• _Work to be completed_
Render the lines below as a numbered list, skipping blank lines and leaving the pictures out.

• _Data section_
=====
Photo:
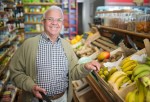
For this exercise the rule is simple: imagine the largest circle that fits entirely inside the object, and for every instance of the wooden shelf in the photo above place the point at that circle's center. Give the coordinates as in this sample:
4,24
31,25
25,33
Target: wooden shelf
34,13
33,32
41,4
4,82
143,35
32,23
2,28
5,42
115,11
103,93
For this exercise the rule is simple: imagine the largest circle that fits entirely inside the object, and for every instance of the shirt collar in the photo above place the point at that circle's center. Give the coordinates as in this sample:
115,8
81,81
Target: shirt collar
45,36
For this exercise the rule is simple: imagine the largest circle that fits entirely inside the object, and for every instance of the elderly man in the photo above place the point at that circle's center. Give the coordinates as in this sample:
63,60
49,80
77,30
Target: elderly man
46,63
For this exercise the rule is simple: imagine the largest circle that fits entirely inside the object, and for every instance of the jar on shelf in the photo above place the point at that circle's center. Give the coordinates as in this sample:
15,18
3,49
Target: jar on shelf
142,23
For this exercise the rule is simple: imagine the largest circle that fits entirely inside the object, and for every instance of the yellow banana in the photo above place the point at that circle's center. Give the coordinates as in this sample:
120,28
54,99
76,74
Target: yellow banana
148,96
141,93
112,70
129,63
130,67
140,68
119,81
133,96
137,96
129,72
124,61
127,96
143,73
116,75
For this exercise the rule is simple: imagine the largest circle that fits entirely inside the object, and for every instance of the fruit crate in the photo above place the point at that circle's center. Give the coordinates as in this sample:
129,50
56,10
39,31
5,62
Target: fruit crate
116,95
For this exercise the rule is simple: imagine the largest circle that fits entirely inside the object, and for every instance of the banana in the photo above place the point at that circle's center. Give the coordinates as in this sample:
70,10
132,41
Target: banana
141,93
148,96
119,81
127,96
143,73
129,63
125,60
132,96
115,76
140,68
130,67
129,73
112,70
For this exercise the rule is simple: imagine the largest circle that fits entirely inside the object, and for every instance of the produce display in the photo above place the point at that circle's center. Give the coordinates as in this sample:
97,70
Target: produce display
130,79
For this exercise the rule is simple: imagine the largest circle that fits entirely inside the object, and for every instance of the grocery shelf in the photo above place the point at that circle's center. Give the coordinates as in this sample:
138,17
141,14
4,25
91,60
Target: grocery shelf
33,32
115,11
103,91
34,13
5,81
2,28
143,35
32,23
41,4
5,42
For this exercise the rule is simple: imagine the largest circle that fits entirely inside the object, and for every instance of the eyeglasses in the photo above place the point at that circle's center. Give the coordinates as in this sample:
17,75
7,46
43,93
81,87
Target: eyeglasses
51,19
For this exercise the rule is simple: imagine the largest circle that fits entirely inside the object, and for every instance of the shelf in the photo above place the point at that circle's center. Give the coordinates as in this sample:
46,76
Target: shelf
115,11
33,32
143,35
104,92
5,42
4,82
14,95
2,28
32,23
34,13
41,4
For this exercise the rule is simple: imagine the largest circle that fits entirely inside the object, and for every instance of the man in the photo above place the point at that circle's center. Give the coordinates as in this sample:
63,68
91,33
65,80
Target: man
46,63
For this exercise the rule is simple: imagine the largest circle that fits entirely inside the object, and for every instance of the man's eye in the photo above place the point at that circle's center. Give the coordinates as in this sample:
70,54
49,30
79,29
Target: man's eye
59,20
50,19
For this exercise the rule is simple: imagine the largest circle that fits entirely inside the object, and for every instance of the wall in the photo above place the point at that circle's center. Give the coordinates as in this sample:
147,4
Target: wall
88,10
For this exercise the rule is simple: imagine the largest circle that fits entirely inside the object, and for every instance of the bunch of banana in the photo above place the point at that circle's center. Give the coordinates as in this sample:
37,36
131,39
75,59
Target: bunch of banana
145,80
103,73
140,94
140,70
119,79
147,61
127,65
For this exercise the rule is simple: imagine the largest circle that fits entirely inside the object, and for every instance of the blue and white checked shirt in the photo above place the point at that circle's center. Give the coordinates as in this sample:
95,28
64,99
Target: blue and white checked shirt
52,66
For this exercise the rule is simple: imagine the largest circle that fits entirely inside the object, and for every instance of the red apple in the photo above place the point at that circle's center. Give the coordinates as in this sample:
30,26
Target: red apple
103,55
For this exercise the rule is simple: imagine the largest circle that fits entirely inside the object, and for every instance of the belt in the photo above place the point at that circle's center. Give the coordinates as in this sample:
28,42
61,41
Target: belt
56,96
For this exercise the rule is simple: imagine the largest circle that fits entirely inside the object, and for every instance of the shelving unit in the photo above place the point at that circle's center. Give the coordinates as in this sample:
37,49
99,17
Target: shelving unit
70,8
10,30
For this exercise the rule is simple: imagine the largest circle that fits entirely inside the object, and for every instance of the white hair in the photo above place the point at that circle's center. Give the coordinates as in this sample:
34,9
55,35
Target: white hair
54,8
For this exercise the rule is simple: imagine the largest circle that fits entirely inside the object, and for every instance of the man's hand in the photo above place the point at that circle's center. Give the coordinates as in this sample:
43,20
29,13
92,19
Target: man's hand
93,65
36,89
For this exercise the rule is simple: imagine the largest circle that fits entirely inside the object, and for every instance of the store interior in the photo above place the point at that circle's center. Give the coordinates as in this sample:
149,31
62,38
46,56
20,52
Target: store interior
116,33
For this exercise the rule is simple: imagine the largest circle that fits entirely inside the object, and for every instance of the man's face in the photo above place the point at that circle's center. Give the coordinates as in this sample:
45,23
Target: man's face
=====
• _Answer for this exercise_
1. Photo:
2. For this exercise the rule is simple: imagine the largest circle that fits entirely inside the object, and for every instance of the wooden shelf in the photo above place the point at that circle's center. Give the coordinates as in this sample:
3. 4,24
4. 31,25
5. 25,33
6. Target: wooden shelf
7. 34,13
8. 33,32
9. 41,4
10. 4,82
11. 143,35
12. 32,23
13. 2,28
14. 5,42
15. 115,11
16. 103,93
17. For this exercise the rule is simple: imagine the largest circle that fits entirely inside the object, and for every instance of the shirt collar in the photo above place the point at that circle's center. Give the coordinates as in this sample:
18. 115,8
19. 81,81
20. Target: shirt collar
21. 45,36
22. For this exercise the rule is simple: imagine the largest circle that fits entirely inside the object, and for every instance of the elderly man in the photo above place the point at that circle's center. Give the coordinates as in this sample:
23. 63,60
24. 49,80
25. 77,30
26. Target: elderly man
27. 46,63
28. For this exercise the rule is simple: imagine the largest circle that fits entirely inside the object, and for every instance of the jar on shelf in the photo above place the point at that circle's center. Give the coordinates as in this sample:
29. 15,18
30. 3,49
31. Target: jar on shelf
32. 142,23
33. For this exercise the rule is simple: imagine the largest circle that fits entirely inside the object, and for every instance of the yellow banana in the photo above place the point at that circle's center. Give the coordinates as in this sample:
34. 120,28
35. 54,99
36. 76,74
37. Target: yellow banana
38. 148,96
39. 141,93
40. 112,70
41. 129,63
42. 130,67
43. 140,68
44. 119,81
45. 133,96
46. 137,96
47. 129,72
48. 124,61
49. 127,96
50. 143,73
51. 116,75
52. For this exercise the rule is simple: imagine the largest circle that fits entirely inside the object, and for every instance of the fruit crate in the photo above place the point at that circle's center. Give the coordinates as in this sample:
53. 129,50
54. 56,10
55. 39,31
56. 5,62
57. Target: fruit crate
58. 116,95
59. For this exercise the rule is simple: imagine the largest circle that fits entirely inside the object, and for every instance of the banana in the photo above place the point at that circle's center. Give the coordinates as in this sample:
60. 70,10
61. 132,41
62. Target: banana
63. 141,93
64. 148,96
65. 119,81
66. 127,96
67. 143,73
68. 129,63
69. 125,60
70. 132,96
71. 115,76
72. 140,68
73. 130,67
74. 129,73
75. 112,70
76. For this exercise the rule is simple: imagine the largest circle that fits entirely inside the object, and for every instance of the produce display in the photo above place the point at that circle's center. Give the coordinates as in this sample:
77. 97,70
78. Target: produce display
79. 130,79
80. For this exercise the rule is simple: imagine the largest circle that fits entirely inside the object, and for every instance of the grocery shelf in the photo above place the point at that circle's center. Give the coordinates as in this sample:
81. 138,17
82. 141,14
83. 4,25
84. 91,60
85. Target: grocery shelf
86. 33,32
87. 115,11
88. 103,91
89. 34,13
90. 5,81
91. 2,28
92. 143,35
93. 32,23
94. 41,4
95. 5,42
96. For this exercise the rule is simple: imagine the largest circle that fits entirely inside the object, and for every instance of the eyeglasses in the photo above place the point at that circle's center. Give the coordinates as in this sample:
97. 17,75
98. 7,46
99. 43,93
100. 81,87
101. Target: eyeglasses
102. 51,19
103. For this exercise the rule is simple: imagine the largest circle that fits entirely inside the object, and for every instance of the shelf in the photo above place the point at that circle's center. Give the coordinates as in this sample:
104. 46,76
105. Target: shelf
106. 115,11
107. 33,32
108. 143,35
109. 104,92
110. 5,42
111. 4,82
112. 14,95
113. 2,28
114. 32,23
115. 34,13
116. 41,4
117. For this exercise the rule is simple: imagine the largest circle that fits entirely inside the object, and for every instance of the man in the photo above place the point at that circle's center. Give the coordinates as in this sample:
118. 63,68
119. 91,33
120. 65,80
121. Target: man
122. 46,63
123. For this exercise the rule is simple: imagine the largest circle that fits entirely inside the object, and for every instance of the man's eye in the photo above place the point at that circle's center. Give the coordinates as in this sample:
124. 70,54
125. 49,30
126. 79,29
127. Target: man's eye
128. 59,20
129. 50,19
130. For this exercise the rule is simple: imagine the largest circle that fits entirely inside the object, and for every instance of the wall in the photo above place the point at that circle's center. Give the coordinates as in this sample:
131. 147,4
132. Target: wall
133. 88,10
134. For this exercise the rule is simple: imagine the largest circle that fits entirely inside the object, and for every instance of the bunch of banana in the photo above place the point at that circle's center. Give the coordinates as in this sample:
135. 37,36
136. 131,39
137. 75,59
138. Target: bunch of banana
139. 145,80
140. 103,73
141. 140,94
142. 140,70
143. 119,79
144. 147,61
145. 127,65
146. For this exercise the rule is simple: imagine the largest circle that fits entirely inside the object, and for every instance of the blue and white checked shirt in the photo above place the point at that circle's center. Give the coordinates as in this sample:
147. 95,28
148. 64,99
149. Target: blue and white checked shirt
150. 52,66
151. For this exercise the rule is simple: imagine the largest circle that fits entirely inside the object, and for every instance of the red apple in the photo above place the point at that circle's center. Give the coordinates as in this sample:
152. 30,26
153. Target: red apple
154. 103,55
155. For this exercise the rule is simple: imagine the largest circle that fits entirely inside the object, and for every instance of the belt in the photo above place the point at that circle's center. Give the coordinates as in this sample:
156. 28,42
157. 61,41
158. Target: belt
159. 56,96
160. For this exercise the rule is simple: imagine the largest circle that fits entirely inside the object, and for every instance of the shelving unit in the photo above place the point at that circle's center. Give the coordinates as in this sample:
161. 37,49
162. 99,17
163. Target: shelving unit
164. 70,8
165. 10,30
166. For this exercise the rule is simple: imagine the largest circle that fits entirely inside the object, and for every instance of the white hair in the photo above place the point at that circle's center. Give the coordinates as in this sample:
167. 34,9
168. 55,35
169. Target: white hair
170. 54,8
171. For this exercise the rule is simple: imagine the largest circle that fits entirely inside the object, and for every instance of the man's hand in the photo above place the point at that circle's center. Give the coordinates as in this sample:
172. 43,20
173. 29,13
174. 92,19
175. Target: man's hand
176. 93,65
177. 36,89
178. For this exercise the rule is simple: imagine the largest circle that fits entirely inside the object, and for every instance of the store interior in the photo above place the point at that circle's center. Give the coordinates as in this sample:
179. 149,31
180. 62,38
181. 46,56
182. 20,52
183. Target: store interior
184. 116,33
185. For this exercise the rule is simple: imagine the largest circle that fits entirely inside the object, and for every instance of the man's face in the photo above place the point at that circle's center. Give the coordinates as in this sample:
186. 45,23
187. Target: man's face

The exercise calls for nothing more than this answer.